THE TASK
Can you reproduce, word for word, the lines that start with the one containing "the white protest" and go on through the end of the records below, with both ends included and nothing else?

DATA ENTRIES
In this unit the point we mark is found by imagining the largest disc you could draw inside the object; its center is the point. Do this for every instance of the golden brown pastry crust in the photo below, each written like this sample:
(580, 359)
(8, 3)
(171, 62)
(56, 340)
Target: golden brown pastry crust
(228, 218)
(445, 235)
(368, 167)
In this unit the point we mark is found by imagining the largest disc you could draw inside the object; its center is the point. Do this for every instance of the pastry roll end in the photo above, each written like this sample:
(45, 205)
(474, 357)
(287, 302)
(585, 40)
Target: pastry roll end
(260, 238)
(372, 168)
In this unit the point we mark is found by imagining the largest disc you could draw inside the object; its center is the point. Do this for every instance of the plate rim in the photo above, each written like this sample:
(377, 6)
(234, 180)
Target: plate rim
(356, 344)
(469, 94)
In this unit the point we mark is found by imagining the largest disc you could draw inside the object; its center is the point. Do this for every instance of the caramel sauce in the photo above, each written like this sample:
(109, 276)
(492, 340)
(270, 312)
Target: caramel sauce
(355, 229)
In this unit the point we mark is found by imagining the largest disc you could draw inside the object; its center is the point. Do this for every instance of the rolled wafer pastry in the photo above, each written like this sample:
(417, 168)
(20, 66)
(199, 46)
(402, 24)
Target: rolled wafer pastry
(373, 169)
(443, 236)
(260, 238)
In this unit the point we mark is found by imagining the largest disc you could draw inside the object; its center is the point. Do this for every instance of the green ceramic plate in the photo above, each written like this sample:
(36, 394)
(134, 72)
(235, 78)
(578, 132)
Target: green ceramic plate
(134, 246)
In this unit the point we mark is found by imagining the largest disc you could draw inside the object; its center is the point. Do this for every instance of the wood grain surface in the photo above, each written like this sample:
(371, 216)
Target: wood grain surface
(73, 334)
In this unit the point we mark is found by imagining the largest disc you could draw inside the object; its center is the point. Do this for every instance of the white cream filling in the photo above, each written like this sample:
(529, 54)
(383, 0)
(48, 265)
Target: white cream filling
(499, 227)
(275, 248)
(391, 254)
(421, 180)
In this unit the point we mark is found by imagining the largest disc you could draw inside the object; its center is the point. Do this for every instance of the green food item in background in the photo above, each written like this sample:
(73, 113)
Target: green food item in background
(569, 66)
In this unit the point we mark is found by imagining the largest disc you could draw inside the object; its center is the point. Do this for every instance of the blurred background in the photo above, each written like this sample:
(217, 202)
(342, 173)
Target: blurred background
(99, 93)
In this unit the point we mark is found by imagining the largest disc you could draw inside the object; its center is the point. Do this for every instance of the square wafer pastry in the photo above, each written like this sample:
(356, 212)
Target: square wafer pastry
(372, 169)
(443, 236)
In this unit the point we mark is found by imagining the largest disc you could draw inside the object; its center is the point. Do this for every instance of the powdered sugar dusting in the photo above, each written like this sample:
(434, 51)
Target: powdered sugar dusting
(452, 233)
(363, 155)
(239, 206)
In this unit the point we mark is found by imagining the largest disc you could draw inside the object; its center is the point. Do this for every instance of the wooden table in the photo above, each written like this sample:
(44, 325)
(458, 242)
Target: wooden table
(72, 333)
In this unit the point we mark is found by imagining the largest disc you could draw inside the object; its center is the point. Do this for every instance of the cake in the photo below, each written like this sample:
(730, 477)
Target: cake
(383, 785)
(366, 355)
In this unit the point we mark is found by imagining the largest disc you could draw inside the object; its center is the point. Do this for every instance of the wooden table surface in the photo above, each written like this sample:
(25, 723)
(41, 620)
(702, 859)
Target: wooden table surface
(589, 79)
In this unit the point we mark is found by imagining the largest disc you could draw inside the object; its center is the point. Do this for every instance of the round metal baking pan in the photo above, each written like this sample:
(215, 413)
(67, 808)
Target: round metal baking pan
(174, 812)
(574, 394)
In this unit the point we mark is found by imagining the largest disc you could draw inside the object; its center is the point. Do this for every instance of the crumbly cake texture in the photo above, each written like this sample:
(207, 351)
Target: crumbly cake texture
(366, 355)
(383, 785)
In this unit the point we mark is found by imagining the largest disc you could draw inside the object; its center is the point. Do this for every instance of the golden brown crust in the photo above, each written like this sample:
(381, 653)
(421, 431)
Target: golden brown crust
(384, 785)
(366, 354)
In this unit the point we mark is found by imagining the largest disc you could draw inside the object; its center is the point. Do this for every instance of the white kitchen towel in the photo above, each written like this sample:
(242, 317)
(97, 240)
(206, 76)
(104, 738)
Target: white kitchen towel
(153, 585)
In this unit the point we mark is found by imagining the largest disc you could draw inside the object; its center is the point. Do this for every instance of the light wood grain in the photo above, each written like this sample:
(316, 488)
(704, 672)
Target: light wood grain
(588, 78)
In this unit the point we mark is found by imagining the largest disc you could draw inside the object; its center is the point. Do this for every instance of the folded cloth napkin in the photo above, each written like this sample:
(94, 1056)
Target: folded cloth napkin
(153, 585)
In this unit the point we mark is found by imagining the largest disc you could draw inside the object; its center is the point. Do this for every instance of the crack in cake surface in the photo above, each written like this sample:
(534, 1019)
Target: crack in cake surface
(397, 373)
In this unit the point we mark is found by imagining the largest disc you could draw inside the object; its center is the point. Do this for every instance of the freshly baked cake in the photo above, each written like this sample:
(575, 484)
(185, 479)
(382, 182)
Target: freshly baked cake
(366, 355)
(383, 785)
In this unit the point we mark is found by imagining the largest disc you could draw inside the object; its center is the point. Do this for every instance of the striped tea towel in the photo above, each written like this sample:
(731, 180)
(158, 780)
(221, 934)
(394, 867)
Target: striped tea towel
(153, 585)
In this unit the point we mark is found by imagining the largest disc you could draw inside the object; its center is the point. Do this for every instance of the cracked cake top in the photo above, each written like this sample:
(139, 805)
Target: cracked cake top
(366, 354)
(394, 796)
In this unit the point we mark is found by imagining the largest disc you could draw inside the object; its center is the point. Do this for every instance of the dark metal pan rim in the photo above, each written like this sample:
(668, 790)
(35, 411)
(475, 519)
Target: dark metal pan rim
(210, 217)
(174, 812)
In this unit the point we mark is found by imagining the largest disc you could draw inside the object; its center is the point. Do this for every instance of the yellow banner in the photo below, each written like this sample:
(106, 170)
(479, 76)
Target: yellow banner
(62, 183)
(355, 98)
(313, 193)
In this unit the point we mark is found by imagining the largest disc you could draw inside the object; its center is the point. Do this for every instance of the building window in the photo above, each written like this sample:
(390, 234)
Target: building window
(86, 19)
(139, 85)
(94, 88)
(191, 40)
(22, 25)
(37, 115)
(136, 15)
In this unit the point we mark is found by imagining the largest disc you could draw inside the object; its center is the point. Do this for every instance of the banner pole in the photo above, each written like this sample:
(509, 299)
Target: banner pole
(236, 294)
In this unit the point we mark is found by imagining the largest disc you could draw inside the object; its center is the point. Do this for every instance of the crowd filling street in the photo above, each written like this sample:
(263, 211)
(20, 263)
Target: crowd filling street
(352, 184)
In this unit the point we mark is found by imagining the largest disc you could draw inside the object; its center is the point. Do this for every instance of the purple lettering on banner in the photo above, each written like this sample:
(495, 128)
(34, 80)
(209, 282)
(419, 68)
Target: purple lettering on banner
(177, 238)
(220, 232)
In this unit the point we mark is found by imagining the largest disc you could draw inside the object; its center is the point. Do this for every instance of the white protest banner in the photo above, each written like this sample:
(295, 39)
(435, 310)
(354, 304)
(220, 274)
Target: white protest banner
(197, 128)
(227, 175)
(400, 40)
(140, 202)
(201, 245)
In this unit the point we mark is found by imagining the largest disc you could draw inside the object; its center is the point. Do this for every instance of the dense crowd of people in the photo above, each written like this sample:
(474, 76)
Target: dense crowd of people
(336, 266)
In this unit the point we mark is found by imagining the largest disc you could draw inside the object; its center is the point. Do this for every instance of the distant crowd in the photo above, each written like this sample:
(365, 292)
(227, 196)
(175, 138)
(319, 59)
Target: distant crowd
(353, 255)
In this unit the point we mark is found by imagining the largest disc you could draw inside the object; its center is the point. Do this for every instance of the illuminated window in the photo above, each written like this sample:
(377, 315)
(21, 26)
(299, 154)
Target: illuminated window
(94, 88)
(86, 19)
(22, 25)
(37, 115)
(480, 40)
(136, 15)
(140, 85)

SOLUTION TO THIS TASK
In this unit the point we mark is found by imagining the largest disc you could draw inside the object; its center is the point. Do this for every instance of the white protest banner in the photo above, each written like this sample:
(295, 39)
(435, 310)
(354, 304)
(220, 274)
Target: white protest banner
(197, 128)
(227, 175)
(400, 40)
(140, 202)
(201, 245)
In this unit the point we mark is found by imagining the largest disc you could draw inside the object; its center is the point. Do this for every instance of the dense crowd of people in the photo above, each written like this sample:
(474, 76)
Target: dense crowd of people
(336, 266)
In this unit the point we mark is found by imagining the largest disc you could draw inside the object; its center is the point. Do this for every instance of the distant crowd in the photo above, each written like this sample:
(365, 292)
(227, 196)
(175, 138)
(319, 59)
Target: distant crowd
(353, 255)
In this unit the point we mark is found by imagining the largest disc you could draw inside the object; its center is the point. Do this for every instance of the illuminated window in the photo above, each written like this sample:
(377, 315)
(21, 26)
(299, 154)
Target: illuminated window
(94, 88)
(86, 19)
(22, 25)
(37, 115)
(480, 40)
(136, 15)
(140, 85)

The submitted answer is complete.